(LISTED RECORDS)
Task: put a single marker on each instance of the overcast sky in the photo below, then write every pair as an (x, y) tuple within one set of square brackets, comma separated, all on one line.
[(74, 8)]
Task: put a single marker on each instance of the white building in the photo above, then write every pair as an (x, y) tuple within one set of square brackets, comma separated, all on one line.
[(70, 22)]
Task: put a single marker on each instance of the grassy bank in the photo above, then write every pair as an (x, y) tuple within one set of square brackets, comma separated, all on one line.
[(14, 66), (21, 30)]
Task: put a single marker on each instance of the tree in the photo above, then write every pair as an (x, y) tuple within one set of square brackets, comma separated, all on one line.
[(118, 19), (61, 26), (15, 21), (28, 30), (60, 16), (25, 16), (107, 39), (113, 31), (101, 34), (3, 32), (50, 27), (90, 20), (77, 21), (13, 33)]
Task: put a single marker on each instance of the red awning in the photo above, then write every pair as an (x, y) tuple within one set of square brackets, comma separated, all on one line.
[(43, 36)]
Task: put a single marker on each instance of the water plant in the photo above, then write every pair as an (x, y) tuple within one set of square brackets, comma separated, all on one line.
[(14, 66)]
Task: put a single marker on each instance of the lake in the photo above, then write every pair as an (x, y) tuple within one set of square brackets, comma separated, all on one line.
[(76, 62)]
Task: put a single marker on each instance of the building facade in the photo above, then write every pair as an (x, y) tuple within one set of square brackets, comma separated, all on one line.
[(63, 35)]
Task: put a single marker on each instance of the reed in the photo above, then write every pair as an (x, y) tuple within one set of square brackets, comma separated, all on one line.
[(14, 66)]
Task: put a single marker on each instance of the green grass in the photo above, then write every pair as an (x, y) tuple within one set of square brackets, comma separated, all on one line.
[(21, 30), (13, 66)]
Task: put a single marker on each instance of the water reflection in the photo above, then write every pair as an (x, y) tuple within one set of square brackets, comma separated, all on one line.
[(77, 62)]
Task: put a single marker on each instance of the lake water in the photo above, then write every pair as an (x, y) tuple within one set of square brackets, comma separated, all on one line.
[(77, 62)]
(End LISTED RECORDS)
WHAT YOU HAVE TO DO
Send back the complete set of entries, exactly as shown above.

THE COMPLETED TASK
Task: put a single marker on each instance of the overcast sky in the photo below, then write every pair as an (x, y) tuple within one set of square brackets, comma separated, all on one line.
[(74, 8)]
Task: put a single marker on each instance of the white building in the photo above, then write every pair as an (x, y) tuple within one set of square brackets, comma separated, all on one line.
[(70, 22)]
Task: put a single marker on each instance of the grassy bank in the photo above, then write every pair as an (x, y) tuple within one set of square brackets, comma separated, all on one line.
[(14, 66), (21, 30)]
Task: put a single marker on each instance of the tree in the photo above, then write every pair as an (x, y) tuple within one set of square brackets, comma separated, all on one line.
[(118, 19), (61, 26), (15, 21), (28, 30), (60, 16), (25, 16), (107, 39), (113, 31), (101, 34), (3, 32), (50, 27), (90, 20), (77, 21), (13, 33)]
Task: put a single marker on each instance of the red awning in the photo above, then write every pair as an (x, y) tuple within one set of square brackets, comma separated, all on one line.
[(43, 36)]
Task: put a single marker on each instance of the water plant in the photo above, then write every pair as an (x, y) tuple within one set of square brackets, comma separated, all on one line.
[(14, 66)]
Task: put a single marker on each instance of the lake in the photo above, then write every pair as an (x, y) tuple within one set of square brackets, comma separated, all on one line.
[(76, 62)]
Task: put a single marker on each instance of the building facade in the photo above, then write every pair as an (x, y) tuple within one set of square brackets, comma separated, all on one line.
[(63, 35)]
Task: put a single marker on each instance of the reed in the photo above, then write every pair as an (x, y) tuple within one set of square brackets, comma separated, all on one line.
[(14, 66)]
Task: put a single marker on each instance of the green grass in the photo above, then write every pair as an (x, y) tuple within one set of square brackets, comma separated, all on one line.
[(21, 30), (13, 66)]
Task: put a single marker on each instance of the water reflection in the photo above, then write every pair as an (x, y) tuple within one set of square brackets, comma separated, all on one line.
[(77, 62)]
Task: put a single marker on each instance of the lake water in the photo above, then write every pair as an (x, y) tuple within one set of square brackets, comma separated, all on one line.
[(77, 62)]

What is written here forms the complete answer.